_PROVIDED DATA_.
○ ○ ○ ○

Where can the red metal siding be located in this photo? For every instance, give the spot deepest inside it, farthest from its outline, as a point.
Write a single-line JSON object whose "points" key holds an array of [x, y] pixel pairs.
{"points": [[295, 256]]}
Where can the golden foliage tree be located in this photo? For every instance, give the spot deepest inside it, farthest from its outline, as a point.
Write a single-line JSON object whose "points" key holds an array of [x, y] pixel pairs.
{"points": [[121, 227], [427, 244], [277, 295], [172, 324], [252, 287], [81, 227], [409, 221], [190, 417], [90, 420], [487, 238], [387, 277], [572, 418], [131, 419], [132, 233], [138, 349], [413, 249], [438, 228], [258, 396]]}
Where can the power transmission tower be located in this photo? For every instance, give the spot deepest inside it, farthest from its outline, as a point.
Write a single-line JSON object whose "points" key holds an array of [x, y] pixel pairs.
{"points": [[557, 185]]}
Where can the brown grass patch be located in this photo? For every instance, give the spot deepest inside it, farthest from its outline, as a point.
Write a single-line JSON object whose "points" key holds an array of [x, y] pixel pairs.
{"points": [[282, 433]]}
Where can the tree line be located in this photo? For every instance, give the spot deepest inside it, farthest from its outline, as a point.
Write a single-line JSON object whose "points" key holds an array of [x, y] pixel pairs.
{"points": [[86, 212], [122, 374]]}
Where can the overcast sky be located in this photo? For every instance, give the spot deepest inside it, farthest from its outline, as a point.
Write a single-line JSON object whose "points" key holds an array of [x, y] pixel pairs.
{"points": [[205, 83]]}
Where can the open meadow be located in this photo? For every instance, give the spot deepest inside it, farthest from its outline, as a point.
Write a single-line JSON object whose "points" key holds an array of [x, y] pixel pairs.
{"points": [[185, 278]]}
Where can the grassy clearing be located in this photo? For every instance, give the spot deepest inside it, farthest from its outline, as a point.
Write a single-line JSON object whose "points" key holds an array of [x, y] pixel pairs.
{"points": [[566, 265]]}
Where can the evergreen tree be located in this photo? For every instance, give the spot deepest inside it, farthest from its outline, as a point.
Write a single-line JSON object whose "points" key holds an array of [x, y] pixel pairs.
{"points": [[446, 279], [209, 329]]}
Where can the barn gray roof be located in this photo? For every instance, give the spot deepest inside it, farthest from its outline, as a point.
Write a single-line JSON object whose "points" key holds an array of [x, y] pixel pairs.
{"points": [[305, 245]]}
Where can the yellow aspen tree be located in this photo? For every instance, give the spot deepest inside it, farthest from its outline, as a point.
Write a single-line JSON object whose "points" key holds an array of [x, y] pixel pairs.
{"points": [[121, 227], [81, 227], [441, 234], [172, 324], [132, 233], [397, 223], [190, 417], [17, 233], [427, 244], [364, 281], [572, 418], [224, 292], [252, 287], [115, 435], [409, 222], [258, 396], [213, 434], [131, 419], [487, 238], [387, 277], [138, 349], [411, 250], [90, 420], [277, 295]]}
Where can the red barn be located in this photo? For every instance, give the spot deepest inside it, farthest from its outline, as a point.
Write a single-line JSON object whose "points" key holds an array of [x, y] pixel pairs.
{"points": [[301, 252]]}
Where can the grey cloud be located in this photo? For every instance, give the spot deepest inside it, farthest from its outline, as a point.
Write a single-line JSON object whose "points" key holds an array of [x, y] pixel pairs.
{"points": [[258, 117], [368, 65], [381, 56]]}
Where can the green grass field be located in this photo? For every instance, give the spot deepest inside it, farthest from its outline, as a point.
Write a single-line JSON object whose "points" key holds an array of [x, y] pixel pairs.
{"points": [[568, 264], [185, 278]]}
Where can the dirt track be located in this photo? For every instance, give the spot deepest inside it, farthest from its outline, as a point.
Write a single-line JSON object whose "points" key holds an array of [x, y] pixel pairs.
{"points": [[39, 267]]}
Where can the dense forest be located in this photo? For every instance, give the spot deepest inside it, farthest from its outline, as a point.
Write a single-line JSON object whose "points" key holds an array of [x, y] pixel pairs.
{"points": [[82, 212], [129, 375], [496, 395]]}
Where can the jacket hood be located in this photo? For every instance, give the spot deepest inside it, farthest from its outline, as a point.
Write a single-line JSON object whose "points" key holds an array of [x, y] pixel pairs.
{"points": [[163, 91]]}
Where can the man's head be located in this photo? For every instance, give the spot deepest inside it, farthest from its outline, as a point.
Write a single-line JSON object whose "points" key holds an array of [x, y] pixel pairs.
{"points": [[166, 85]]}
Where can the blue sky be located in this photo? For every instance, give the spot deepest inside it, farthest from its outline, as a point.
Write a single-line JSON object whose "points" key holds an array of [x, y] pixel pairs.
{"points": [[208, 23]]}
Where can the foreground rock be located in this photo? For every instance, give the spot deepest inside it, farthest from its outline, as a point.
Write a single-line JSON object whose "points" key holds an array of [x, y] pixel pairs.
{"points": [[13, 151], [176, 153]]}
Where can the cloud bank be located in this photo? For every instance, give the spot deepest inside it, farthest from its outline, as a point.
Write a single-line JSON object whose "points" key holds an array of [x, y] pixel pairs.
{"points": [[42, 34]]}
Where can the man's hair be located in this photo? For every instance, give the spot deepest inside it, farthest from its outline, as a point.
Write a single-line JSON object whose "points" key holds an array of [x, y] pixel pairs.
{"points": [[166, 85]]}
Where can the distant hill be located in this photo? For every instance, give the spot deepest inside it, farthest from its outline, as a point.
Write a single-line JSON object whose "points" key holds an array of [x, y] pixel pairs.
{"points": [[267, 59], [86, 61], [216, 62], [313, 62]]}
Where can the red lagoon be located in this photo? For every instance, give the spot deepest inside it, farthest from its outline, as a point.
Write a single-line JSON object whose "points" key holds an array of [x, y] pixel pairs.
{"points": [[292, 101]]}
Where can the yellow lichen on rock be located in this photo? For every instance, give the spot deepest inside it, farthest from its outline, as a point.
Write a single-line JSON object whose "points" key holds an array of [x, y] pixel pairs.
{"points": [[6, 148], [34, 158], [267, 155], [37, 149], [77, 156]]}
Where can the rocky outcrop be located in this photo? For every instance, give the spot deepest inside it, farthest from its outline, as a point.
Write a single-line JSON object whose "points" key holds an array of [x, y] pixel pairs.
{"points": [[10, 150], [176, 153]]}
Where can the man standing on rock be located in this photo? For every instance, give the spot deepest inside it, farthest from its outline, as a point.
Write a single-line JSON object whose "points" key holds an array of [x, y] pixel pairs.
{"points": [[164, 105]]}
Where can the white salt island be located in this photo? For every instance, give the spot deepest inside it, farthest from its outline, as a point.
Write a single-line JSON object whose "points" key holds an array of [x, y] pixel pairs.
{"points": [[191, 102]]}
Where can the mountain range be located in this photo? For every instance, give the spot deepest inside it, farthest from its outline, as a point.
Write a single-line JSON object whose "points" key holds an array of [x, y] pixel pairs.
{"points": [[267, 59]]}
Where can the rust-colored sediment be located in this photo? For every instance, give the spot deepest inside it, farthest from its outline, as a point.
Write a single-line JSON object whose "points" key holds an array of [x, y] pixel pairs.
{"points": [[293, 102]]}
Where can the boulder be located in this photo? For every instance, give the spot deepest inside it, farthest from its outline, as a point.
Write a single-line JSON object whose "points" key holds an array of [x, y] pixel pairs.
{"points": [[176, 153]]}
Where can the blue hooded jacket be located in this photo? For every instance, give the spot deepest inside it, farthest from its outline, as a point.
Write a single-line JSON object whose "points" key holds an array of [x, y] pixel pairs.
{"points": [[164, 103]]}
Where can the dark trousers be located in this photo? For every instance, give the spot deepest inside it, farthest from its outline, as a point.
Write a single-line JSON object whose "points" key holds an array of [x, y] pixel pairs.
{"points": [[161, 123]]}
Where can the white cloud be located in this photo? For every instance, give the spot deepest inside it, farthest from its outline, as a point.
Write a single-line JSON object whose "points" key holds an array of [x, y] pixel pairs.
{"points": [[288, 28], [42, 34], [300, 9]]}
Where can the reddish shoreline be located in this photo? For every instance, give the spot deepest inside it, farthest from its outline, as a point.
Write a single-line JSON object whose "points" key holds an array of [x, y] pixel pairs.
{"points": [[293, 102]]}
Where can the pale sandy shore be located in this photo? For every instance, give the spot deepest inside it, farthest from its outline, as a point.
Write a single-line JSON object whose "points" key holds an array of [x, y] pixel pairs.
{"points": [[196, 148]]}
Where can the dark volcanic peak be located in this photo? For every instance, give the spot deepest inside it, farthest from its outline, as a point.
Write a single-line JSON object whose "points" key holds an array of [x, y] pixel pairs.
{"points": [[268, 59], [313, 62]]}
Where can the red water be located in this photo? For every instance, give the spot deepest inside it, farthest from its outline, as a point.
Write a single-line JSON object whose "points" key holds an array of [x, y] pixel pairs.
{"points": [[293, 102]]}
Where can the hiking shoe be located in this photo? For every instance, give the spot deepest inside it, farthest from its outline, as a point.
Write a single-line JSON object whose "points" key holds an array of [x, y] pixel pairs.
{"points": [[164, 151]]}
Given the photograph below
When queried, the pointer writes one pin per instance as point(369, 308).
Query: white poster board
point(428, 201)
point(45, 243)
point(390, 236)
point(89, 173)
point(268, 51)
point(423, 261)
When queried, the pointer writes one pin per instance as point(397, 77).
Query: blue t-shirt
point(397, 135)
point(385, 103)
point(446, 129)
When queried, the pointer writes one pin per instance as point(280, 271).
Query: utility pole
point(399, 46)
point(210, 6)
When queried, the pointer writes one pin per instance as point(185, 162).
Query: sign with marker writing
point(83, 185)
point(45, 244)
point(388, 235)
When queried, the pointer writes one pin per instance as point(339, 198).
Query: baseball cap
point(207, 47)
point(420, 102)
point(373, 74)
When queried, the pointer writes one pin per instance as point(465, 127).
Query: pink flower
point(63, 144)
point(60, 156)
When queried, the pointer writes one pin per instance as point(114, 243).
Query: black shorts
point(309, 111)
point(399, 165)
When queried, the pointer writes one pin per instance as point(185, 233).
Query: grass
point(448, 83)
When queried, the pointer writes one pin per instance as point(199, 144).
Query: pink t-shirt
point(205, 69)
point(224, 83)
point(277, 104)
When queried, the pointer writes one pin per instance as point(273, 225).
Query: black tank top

○ ○ ○ ○

_ACTIVITY_.
Reproduce verbatim the lines above, from the line with "Where can the boulder" through the line with "Where can the white cloud".

_OUTPUT_.
Where can the boulder be located in this photo? For every instance, give the spot deepest inside it, farthest from its outline, as a point.
Write a single-line JSON object whose "points" key holds an array of [x, y] pixel pairs.
{"points": [[176, 153]]}
Where can the blue hooded jacket be located in this photo? For every instance, give the spot deepest inside it, farthest from its outline, as a point.
Write a single-line JSON object whose "points" key holds an array of [x, y] pixel pairs.
{"points": [[164, 103]]}
Where can the dark trousers be located in this photo? For every instance, give the spot deepest inside it, farthest from its outline, as a point.
Write a single-line JSON object whose "points" key holds an array of [x, y] pixel pairs.
{"points": [[161, 123]]}
Where can the white cloud be located in this photo? For every instance, give the spot deepest inside it, farthest from its outline, as a point.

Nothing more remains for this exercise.